(Collection entries)
-.-.-

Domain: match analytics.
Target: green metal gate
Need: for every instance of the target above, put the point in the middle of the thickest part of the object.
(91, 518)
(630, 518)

-.-.-

REQUIREMENTS | Return every line of the data above unchanged and in the same order.

EXERCISE RESULT |
Domain: match analytics.
Target: green metal gate
Need: for every instance of the target above, put the point in the middle of the thickest part of the object.
(91, 518)
(630, 518)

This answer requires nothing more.